**TASK OBJECTIVE**
Your copy should match the entries exactly, except that it holds no pictures.

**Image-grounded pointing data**

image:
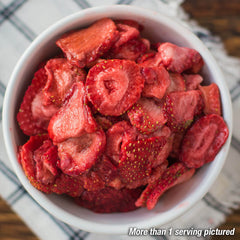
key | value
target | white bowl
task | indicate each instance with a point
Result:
(177, 200)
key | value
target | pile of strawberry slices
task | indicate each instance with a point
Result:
(114, 121)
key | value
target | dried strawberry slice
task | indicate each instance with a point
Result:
(203, 141)
(157, 81)
(113, 86)
(181, 108)
(61, 76)
(137, 158)
(86, 45)
(79, 154)
(130, 50)
(109, 200)
(177, 83)
(26, 156)
(173, 175)
(211, 99)
(118, 134)
(146, 116)
(192, 81)
(74, 118)
(25, 118)
(179, 59)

**RESPONSE FOR THIS EXERCISE**
image:
key | value
target | white bowl
task | indicate each instance with a point
Result:
(177, 200)
key | value
target | pile of strawberry slices
task | indicate each instance with a point
Result:
(114, 121)
key | value
target | dried strawberry slice
task | indicate each instance with a point
Result:
(203, 141)
(157, 81)
(113, 86)
(181, 108)
(61, 76)
(137, 158)
(86, 45)
(79, 154)
(130, 50)
(109, 200)
(177, 83)
(26, 156)
(173, 175)
(211, 99)
(118, 134)
(146, 116)
(192, 81)
(74, 118)
(25, 118)
(179, 59)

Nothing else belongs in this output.